:: Extracted text

The argument advanced by Rostow is at variance with British law and state practice in the mandatory era which I am familiar with as I wrote a 400-page book on it. This is because on 15 May 1948, the British Mandate was legally terminated by the British authorities in Palestine and Westminster. One cannot rely on an international instrument which no longer exists. Moreover, Jewish rights to settle in Palestine during the mandate were always subject to restrictions from immigration, to land usage, to the political rights of the indigenous Arab population. This was implicit from the terms of the mandate and from the safeguard clauses in the Balfour Declaration protecting the civil and religious rights of the non-Jewish community. Moreover, throughout the mandatory years the British government proposed several Partition Plans that envisaged the creation of an independent Arab state in Palestine. Thus the right of the Palestine Arabs to self-determination and to establish an independent state of their own in Palestine was explicitly recognised even during the mandate era. Continued Jewish settlement in the West Bank conflicts with the right of the Palestinians to self-determination which has since been recognised in numerous international instruments and resolutions. In its 2004 opinion the ICJ referred to the Palestinian people’s right of self-determination as an obligation erga omnes. It is therefore incumbent on the international community to see to it that all efforts are made to secure a democratic, independent, and viable Palestinian state living side by side in peace and security with Israel. This can only emerge once Israel relinquishes control over the occupied territories and ceases settlement activity.

::::

Copy the passage on the British Mandate and settlement rights word for word, in full. The items that follow were drawn from a separate source.

:: Given data

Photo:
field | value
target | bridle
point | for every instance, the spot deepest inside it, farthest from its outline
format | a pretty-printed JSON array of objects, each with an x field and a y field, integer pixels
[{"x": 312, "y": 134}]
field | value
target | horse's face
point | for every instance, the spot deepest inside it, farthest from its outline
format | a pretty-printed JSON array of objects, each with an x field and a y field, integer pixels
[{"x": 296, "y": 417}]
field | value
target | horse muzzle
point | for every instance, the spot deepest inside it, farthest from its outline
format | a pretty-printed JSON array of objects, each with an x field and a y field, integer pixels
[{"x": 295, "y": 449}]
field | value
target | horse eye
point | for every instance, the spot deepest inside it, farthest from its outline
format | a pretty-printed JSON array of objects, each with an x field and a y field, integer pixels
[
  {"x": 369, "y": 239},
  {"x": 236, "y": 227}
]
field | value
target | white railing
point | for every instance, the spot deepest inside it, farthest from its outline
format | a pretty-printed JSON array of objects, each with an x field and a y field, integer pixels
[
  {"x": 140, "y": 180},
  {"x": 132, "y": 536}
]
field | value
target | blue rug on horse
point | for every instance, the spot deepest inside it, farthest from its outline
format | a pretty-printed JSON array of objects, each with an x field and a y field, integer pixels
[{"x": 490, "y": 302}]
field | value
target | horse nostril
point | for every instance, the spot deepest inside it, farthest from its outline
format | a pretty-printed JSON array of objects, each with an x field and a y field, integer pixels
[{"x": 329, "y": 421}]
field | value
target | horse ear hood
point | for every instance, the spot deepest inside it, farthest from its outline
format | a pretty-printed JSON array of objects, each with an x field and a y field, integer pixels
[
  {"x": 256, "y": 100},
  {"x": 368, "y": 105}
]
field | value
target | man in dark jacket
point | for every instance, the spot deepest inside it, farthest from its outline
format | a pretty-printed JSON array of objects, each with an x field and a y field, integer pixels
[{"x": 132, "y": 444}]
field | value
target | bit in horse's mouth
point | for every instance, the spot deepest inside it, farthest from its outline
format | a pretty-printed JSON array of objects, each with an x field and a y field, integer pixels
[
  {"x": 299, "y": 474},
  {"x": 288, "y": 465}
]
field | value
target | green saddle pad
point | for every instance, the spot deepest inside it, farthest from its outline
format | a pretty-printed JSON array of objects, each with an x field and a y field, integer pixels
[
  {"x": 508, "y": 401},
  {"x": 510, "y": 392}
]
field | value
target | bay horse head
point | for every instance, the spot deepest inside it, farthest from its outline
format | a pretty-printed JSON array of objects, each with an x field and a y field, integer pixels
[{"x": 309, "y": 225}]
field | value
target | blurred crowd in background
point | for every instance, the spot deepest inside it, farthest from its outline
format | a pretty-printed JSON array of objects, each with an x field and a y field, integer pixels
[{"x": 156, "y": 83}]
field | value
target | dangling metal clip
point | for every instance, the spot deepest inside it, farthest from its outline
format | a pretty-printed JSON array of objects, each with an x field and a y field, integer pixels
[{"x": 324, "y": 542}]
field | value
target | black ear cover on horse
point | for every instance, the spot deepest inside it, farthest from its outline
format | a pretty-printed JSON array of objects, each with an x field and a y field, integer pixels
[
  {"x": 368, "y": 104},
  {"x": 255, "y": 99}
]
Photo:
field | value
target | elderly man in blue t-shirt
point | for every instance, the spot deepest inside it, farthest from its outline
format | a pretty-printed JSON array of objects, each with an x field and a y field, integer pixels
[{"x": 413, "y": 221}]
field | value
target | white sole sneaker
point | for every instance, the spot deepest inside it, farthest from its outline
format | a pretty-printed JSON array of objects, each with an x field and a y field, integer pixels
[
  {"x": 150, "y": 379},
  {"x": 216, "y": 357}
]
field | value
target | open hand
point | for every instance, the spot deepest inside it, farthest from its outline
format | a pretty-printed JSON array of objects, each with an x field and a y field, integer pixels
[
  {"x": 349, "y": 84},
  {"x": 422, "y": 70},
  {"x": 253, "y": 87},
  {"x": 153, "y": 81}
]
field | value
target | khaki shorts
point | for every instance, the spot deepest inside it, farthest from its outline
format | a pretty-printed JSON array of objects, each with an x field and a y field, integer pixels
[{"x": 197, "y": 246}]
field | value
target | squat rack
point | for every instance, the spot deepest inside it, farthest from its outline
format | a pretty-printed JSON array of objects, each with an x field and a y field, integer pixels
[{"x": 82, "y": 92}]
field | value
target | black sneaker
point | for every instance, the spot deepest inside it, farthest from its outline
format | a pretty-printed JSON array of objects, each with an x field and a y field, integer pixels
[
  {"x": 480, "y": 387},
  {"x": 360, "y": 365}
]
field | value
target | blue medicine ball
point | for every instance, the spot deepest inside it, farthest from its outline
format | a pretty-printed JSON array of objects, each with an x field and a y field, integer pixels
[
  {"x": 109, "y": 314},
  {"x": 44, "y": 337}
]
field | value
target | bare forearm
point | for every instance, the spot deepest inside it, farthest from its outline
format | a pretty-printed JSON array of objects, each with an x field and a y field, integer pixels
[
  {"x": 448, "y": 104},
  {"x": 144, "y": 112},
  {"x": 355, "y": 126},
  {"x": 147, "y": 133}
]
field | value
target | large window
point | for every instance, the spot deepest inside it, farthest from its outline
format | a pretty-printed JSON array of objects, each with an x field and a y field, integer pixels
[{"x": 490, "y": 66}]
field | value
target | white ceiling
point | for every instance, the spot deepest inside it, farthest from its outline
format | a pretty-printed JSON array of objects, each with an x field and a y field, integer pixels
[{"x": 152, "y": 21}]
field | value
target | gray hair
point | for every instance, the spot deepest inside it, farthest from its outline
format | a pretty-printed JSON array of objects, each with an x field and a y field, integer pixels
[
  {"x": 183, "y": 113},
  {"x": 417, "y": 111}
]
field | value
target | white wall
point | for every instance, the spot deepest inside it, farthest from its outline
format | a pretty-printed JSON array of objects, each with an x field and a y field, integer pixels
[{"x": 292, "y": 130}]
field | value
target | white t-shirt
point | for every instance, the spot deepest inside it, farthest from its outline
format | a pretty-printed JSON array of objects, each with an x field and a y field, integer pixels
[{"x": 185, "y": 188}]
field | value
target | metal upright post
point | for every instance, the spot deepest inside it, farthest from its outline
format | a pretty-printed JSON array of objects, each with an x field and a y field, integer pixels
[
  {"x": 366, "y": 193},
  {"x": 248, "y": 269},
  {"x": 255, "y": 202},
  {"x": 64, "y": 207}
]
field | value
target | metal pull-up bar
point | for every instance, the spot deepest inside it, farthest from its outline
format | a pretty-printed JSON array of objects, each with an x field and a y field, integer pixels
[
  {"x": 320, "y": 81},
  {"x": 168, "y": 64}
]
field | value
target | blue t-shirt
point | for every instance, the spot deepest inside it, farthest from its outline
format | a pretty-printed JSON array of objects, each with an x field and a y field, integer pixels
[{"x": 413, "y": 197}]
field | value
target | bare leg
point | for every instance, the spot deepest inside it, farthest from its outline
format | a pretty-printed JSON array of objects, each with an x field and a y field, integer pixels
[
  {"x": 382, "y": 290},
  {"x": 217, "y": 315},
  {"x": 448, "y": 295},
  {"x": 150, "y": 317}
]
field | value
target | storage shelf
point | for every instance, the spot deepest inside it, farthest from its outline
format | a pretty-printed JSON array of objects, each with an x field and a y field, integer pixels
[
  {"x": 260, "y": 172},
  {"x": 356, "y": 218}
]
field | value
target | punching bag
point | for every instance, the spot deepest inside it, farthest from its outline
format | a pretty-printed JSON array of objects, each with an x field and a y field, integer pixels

::::

__Reply to the task__:
The argument advanced by Rostow is at variance with British law and state practice in the mandatory era which I am familiar with as I wrote a 400-page book on it. This is because on 15 May 1948, the British Mandate was legally terminated by the British authorities in Palestine and Westminster. One cannot rely on an international instrument which no longer exists. Moreover, Jewish rights to settle in Palestine during the mandate were always subject to restrictions from immigration, to land usage, to the political rights of the indigenous Arab population. This was implicit from the terms of the mandate and from the safeguard clauses in the Balfour Declaration protecting the civil and religious rights of the non-Jewish community. Moreover, throughout the mandatory years the British government proposed several Partition Plans that envisaged the creation of an independent Arab state in Palestine. Thus the right of the Palestine Arabs to self-determination and to establish an independent state of their own in Palestine was explicitly recognised even during the mandate era. Continued Jewish settlement in the West Bank conflicts with the right of the Palestinians to self-determination which has since been recognised in numerous international instruments and resolutions. In its 2004 opinion the ICJ referred to the Palestinian people’s right of self-determination as an obligation erga omnes. It is therefore incumbent on the international community to see to it that all efforts are made to secure a democratic, independent, and viable Palestinian state living side by side in peace and security with Israel. This can only emerge once Israel relinquishes control over the occupied territories and ceases settlement activity.